Pull out each line of the records below that contains the word "negative", and copy those lines in full.
____________
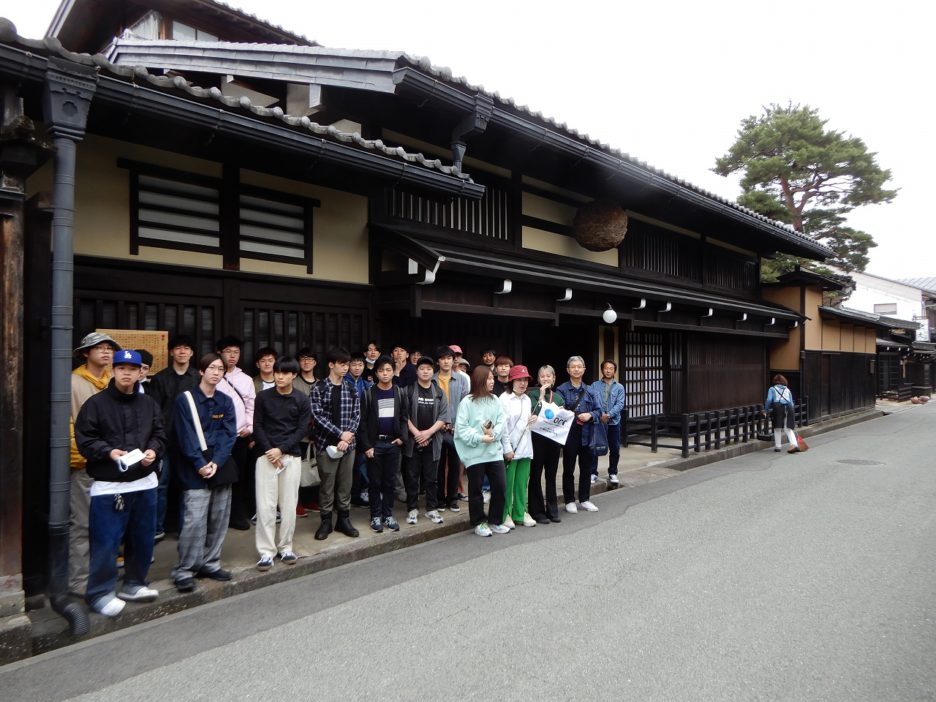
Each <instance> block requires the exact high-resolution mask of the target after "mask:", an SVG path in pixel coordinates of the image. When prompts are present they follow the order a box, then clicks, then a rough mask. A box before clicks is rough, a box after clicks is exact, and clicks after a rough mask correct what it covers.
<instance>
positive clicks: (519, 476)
mask: <svg viewBox="0 0 936 702" xmlns="http://www.w3.org/2000/svg"><path fill="white" fill-rule="evenodd" d="M530 380H531V378H530V372H529V371H528V370H527V367H526V366H524V365H520V364H517V365H515V366H513V367H511V369H510V375H509V376H508V379H507V388H508V389H507V391H506V392H505V393H504V394H502V395H501V396H500V397H499V398H498V400H499V402H500V403H501V407H503V408H504V416H505V417H506V419H507V424H506V426H505V427H504V433H503V435H502V436H501V445H502V446H503V449H504V464H505V465H506V478H507V487H506V488H505V490H504V524H506V525H507V526H508V527H510V528H511V529H512V528H513V527H514V526H515V525H516V524H517V523H522V524H523V526H528V527H531V526H536V520H534V519H533V518H532V517H531V516H530V514H529V512H528V511H527V486H528V485H529V482H530V459H531V458H533V443H532V438H531V436H530V427H531V426H532V425H533V423H534V422H536V420H537V417H536V415H534V414H533V411H532V405H531V402H530V398H529V397H528V396H527V394H526V391H527V388H528V387H529V385H530Z"/></svg>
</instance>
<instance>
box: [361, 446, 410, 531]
mask: <svg viewBox="0 0 936 702" xmlns="http://www.w3.org/2000/svg"><path fill="white" fill-rule="evenodd" d="M400 452H401V449H400V447H399V446H397V445H396V444H391V443H390V442H389V441H378V442H377V445H376V446H375V447H374V457H373V458H368V459H367V479H368V481H369V482H370V491H369V499H370V508H371V519H373V518H374V517H381V518H384V517H390V516H392V515H393V494H394V492H396V476H397V473H399V472H400ZM362 454H363V451H362Z"/></svg>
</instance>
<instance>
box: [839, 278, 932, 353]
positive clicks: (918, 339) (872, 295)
mask: <svg viewBox="0 0 936 702" xmlns="http://www.w3.org/2000/svg"><path fill="white" fill-rule="evenodd" d="M849 275H850V276H851V278H852V280H854V281H855V291H854V292H853V293H852V294H851V297H849V298H848V300H847V301H846V302H845V306H846V307H850V308H851V309H854V310H860V311H862V312H874V306H875V305H881V304H887V303H896V305H897V312H896V313H894V314H888V315H886V316H887V317H896V318H897V319H904V320H907V321H911V322H920V323H921V324H922V326H921V327H920V329H917V332H916V334H917V337H916V338H917V341H929V340H930V339H929V327H928V325H927V324H926V319H925V313H924V310H923V296H922V294H921V293H920V289H919V288H914V287H911V286H909V285H904V284H903V283H898V282H897V281H894V280H888V279H887V278H878V277H877V276H874V275H868V274H867V273H850V274H849Z"/></svg>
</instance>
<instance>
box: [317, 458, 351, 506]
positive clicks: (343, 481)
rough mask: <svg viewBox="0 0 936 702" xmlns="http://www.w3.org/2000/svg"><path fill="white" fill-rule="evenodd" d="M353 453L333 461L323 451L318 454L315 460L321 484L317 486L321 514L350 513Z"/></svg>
mask: <svg viewBox="0 0 936 702" xmlns="http://www.w3.org/2000/svg"><path fill="white" fill-rule="evenodd" d="M354 453H355V452H354V451H348V452H347V453H346V454H345V455H344V456H342V457H341V458H339V459H338V460H335V459H334V458H329V457H328V454H327V453H325V451H322V452H321V453H320V454H318V455H317V456H316V457H315V459H316V460H317V461H318V465H319V475H320V476H321V477H322V484H321V485H319V506H320V507H321V508H322V512H323V513H324V512H328V513H331V512H332V510H335V511H337V512H339V513H342V512H343V513H347V512H350V511H351V477H352V476H351V471H352V470H354Z"/></svg>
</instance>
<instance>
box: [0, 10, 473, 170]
mask: <svg viewBox="0 0 936 702" xmlns="http://www.w3.org/2000/svg"><path fill="white" fill-rule="evenodd" d="M0 42H4V43H9V44H16V45H19V46H21V47H23V48H25V49H27V50H29V51H31V52H35V53H39V54H42V55H55V56H60V57H61V58H64V59H66V60H68V61H72V62H74V63H79V64H83V65H86V66H93V67H95V68H97V69H98V70H99V71H104V72H107V73H109V74H111V75H113V76H115V77H118V78H121V79H123V80H127V81H129V82H132V83H146V84H148V85H150V86H152V87H154V88H157V89H160V90H176V91H181V92H182V93H184V94H185V95H186V96H187V97H190V98H197V99H199V100H205V101H215V102H217V103H220V104H221V105H224V106H225V107H227V108H232V109H235V110H242V111H246V112H249V113H251V114H253V115H255V116H257V117H261V118H264V119H268V120H278V121H280V122H282V123H283V124H285V125H287V126H289V127H292V128H294V129H298V130H303V131H306V132H311V133H312V134H315V135H316V136H319V137H325V138H328V139H330V140H333V141H338V142H344V143H346V144H354V145H355V146H357V147H359V148H362V149H366V150H369V151H374V152H377V153H382V154H383V155H385V156H388V157H391V158H395V159H402V160H404V161H407V162H409V163H416V164H419V165H421V166H424V167H426V168H430V169H434V170H438V171H440V172H442V173H444V174H446V175H448V176H452V177H455V178H459V179H461V180H464V181H466V182H473V181H472V180H471V177H470V176H469V175H467V174H465V173H462V172H460V171H458V170H456V169H455V167H454V166H449V165H445V164H443V163H442V161H441V160H440V159H437V158H433V159H430V158H426V157H425V156H424V155H423V154H421V153H411V152H408V151H407V150H406V149H404V148H403V147H400V146H388V145H387V144H384V142H383V141H382V140H381V139H364V138H363V137H362V136H361V135H360V134H359V133H357V132H353V133H352V132H344V131H341V130H339V129H336V128H335V127H333V126H329V125H321V124H318V123H316V122H313V121H312V120H310V119H309V118H308V117H305V116H303V117H295V116H293V115H287V114H285V113H284V112H283V109H282V108H280V107H260V106H258V105H254V104H252V103H251V102H250V100H249V99H248V98H246V97H231V96H227V95H223V94H222V93H221V90H220V89H219V88H216V87H211V88H202V87H199V86H197V85H194V84H192V83H190V82H189V81H187V80H185V79H184V78H182V77H181V76H162V75H154V74H152V73H150V72H149V71H148V70H147V69H146V68H144V67H142V66H120V65H117V64H115V63H112V62H111V61H109V60H108V59H107V58H106V57H105V56H103V55H102V54H93V55H92V54H79V53H74V52H72V51H68V50H67V49H65V48H64V47H63V46H62V44H61V42H59V41H58V40H57V39H54V38H51V37H46V38H45V39H26V38H24V37H21V36H19V34H17V32H16V27H15V25H14V24H13V23H12V22H11V21H10V20H7V19H5V18H2V17H0Z"/></svg>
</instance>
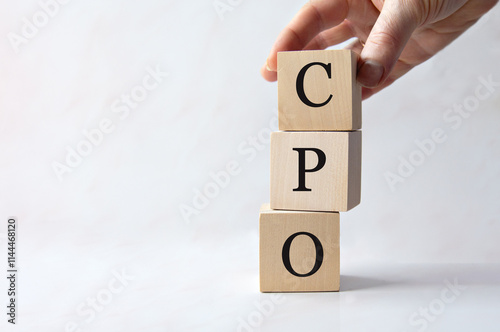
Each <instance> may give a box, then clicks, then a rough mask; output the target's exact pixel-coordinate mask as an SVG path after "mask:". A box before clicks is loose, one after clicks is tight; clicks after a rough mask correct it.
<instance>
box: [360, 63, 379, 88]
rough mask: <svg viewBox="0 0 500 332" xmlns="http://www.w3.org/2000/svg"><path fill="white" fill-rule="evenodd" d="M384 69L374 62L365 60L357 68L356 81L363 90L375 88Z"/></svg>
mask: <svg viewBox="0 0 500 332" xmlns="http://www.w3.org/2000/svg"><path fill="white" fill-rule="evenodd" d="M384 73H385V68H384V66H382V65H381V64H380V63H378V62H376V61H374V60H366V61H364V62H362V63H361V65H360V66H359V68H358V75H357V80H358V83H359V84H361V86H363V87H365V88H375V87H376V86H378V85H379V84H380V83H381V82H382V79H383V77H384Z"/></svg>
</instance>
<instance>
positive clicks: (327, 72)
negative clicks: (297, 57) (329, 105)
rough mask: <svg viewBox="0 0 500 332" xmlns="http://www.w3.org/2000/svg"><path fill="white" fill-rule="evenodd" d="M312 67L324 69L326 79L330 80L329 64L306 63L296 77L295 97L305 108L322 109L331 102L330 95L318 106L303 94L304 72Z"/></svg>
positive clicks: (304, 76) (317, 62)
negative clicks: (324, 70) (301, 102)
mask: <svg viewBox="0 0 500 332" xmlns="http://www.w3.org/2000/svg"><path fill="white" fill-rule="evenodd" d="M312 66H321V67H323V68H324V69H325V71H326V73H327V75H328V78H330V79H331V78H332V64H331V63H329V64H324V63H322V62H311V63H308V64H307V65H305V66H304V67H303V68H302V69H301V70H300V72H299V75H297V82H296V89H297V95H298V96H299V98H300V100H301V101H302V102H303V103H304V104H306V105H307V106H310V107H323V106H325V105H326V104H328V103H329V102H330V100H332V97H333V96H332V95H331V94H330V96H329V97H328V98H327V99H326V101H324V102H323V103H320V104H316V103H313V102H312V101H310V100H309V99H308V98H307V96H306V93H305V92H304V77H305V76H306V72H307V70H308V69H309V68H311V67H312Z"/></svg>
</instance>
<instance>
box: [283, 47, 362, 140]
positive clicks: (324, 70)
mask: <svg viewBox="0 0 500 332" xmlns="http://www.w3.org/2000/svg"><path fill="white" fill-rule="evenodd" d="M356 62H357V55H356V53H354V52H352V51H350V50H327V51H293V52H280V53H278V114H279V116H278V119H279V129H280V130H285V131H287V130H289V131H323V130H326V131H345V130H357V129H361V86H360V85H359V84H358V83H357V81H356V68H357V64H356Z"/></svg>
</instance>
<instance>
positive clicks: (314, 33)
mask: <svg viewBox="0 0 500 332" xmlns="http://www.w3.org/2000/svg"><path fill="white" fill-rule="evenodd" d="M497 1H498V0H386V1H384V0H371V1H370V0H316V1H310V2H309V3H307V4H306V5H305V6H304V7H303V8H302V9H301V10H300V11H299V12H298V13H297V15H296V16H295V17H294V18H293V19H292V21H291V22H290V23H289V24H288V26H286V27H285V29H284V30H283V31H282V32H281V34H280V35H279V36H278V38H277V40H276V42H275V43H274V46H273V47H272V50H271V53H270V54H269V57H268V58H267V61H266V64H265V65H264V66H263V67H262V69H261V74H262V76H263V77H264V78H265V79H266V80H268V81H276V77H277V75H276V68H277V52H281V51H296V50H317V49H325V48H327V47H329V46H332V45H336V44H339V43H341V42H344V41H346V40H348V39H350V38H352V37H357V38H358V40H357V41H356V42H355V43H353V44H351V45H350V46H349V47H348V48H350V49H352V50H354V51H355V52H356V53H358V54H359V55H360V57H359V60H358V77H357V79H358V82H359V83H360V84H361V85H362V86H363V99H366V98H368V97H369V96H371V95H373V94H374V93H376V92H378V91H380V90H382V89H383V88H385V87H386V86H388V85H390V84H391V83H392V82H394V81H395V80H396V79H398V78H399V77H401V76H403V75H404V74H406V73H407V72H408V71H409V70H410V69H412V68H413V67H415V66H417V65H419V64H421V63H422V62H424V61H426V60H427V59H429V58H430V57H432V56H433V55H434V54H436V53H437V52H439V51H440V50H441V49H443V48H444V47H445V46H447V45H448V44H450V43H451V42H452V41H453V40H454V39H455V38H457V37H458V36H460V35H461V34H462V33H463V32H464V31H465V30H467V29H468V28H469V27H471V26H472V25H473V24H474V23H475V22H477V20H479V18H480V17H481V16H483V15H484V14H485V13H486V12H487V11H488V10H490V9H491V8H492V7H493V6H494V5H495V4H496V3H497Z"/></svg>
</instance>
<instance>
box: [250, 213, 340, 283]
mask: <svg viewBox="0 0 500 332" xmlns="http://www.w3.org/2000/svg"><path fill="white" fill-rule="evenodd" d="M339 228H340V226H339V213H338V212H306V211H280V210H270V208H269V204H267V205H263V206H262V208H261V211H260V221H259V232H260V291H261V292H313V291H338V290H339V283H340V272H339V271H340V263H339V262H340V253H339V231H340V229H339Z"/></svg>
____________
Answer space:
negative clicks: (297, 57) (329, 105)
negative clicks: (324, 70) (301, 102)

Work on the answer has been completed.